▸ **布置练习**: 请把下面各行中从含有“Guideline: the keypoint for each instance of the puppy's black”的那一行起直到最后一行的这一段原样照录，首尾两行都要包括。

▸ **所给数据**:
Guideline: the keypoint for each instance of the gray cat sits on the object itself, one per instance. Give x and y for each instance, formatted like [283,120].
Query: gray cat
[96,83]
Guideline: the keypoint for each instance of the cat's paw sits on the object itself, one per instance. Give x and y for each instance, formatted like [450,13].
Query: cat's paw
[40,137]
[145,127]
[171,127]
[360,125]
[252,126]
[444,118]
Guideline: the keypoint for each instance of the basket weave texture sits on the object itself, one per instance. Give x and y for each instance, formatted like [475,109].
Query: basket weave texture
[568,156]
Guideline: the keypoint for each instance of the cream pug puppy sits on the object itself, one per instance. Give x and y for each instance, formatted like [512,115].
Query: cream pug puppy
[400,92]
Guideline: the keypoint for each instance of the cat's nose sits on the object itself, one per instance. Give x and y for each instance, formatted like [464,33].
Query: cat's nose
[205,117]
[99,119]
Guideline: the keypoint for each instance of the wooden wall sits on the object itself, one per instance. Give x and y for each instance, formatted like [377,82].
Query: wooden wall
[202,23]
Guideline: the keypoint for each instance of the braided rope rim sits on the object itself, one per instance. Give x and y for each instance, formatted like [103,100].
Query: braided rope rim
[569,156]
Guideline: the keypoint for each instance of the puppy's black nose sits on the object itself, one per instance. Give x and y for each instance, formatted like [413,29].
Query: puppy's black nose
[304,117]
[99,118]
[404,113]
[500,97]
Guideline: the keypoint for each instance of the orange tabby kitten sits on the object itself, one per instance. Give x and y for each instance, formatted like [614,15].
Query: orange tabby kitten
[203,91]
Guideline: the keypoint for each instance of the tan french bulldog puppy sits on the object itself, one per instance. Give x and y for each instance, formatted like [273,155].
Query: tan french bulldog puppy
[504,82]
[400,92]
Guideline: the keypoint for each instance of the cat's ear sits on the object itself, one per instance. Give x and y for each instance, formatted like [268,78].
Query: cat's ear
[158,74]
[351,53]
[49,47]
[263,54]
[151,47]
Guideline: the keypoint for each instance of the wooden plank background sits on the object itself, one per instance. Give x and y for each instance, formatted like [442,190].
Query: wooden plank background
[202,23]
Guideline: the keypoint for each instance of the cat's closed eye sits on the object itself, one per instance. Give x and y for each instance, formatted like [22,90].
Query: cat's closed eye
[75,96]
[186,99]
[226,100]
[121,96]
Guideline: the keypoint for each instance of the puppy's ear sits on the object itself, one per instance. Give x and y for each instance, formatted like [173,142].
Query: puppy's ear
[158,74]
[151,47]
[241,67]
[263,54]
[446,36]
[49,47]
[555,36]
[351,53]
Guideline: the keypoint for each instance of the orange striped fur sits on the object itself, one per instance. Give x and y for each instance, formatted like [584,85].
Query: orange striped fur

▸ **结果**:
Guideline: the keypoint for each instance of the puppy's black nose sits on the object itself, one per instance. Give x and y for each instance, formatted like [413,29].
Query: puppy's black nose
[304,117]
[99,118]
[404,113]
[500,97]
Guideline: the keypoint for each instance of the orange tabby kitten sits on the object itself, one per instance. Give x and y for each instance, formatted like [614,15].
Query: orange tabby kitten
[203,91]
Guideline: the keypoint for each instance of the tan french bulldog puppy sits on the object itself, one per instance. Give x and y for each instance, formatted like [273,155].
Query: tan french bulldog puppy
[504,82]
[400,92]
Guideline: the keypoint for each instance of the cat's ear sits on the object itself, one per instance. Give x and y for each instance, formatted like [268,78].
Query: cat's ear
[158,74]
[351,53]
[49,47]
[263,54]
[151,47]
Guideline: the keypoint for each instance of the wooden plank background sits on the object itself, one per instance. Give x and y for each instance, formatted like [442,190].
Query: wooden plank background
[202,23]
Guideline: the keypoint for each instance of the cat's closed eye sits on the object itself, one per instance. Give x and y for each instance, formatted like [22,90].
Query: cat's closed eye
[75,96]
[186,99]
[226,100]
[121,96]
Guideline: the keypoint for each instance of the puppy's ear sits on the object itself, one per instance. Give x and y for each instance, formatted like [173,142].
Query: puppy's ear
[158,74]
[151,47]
[241,67]
[263,54]
[446,36]
[49,47]
[555,36]
[351,53]
Guideline: the keypoint for each instance of the orange striped fur sits on the object itself, one per instance. Give x and y for each instance, formatted like [584,85].
Query: orange striped fur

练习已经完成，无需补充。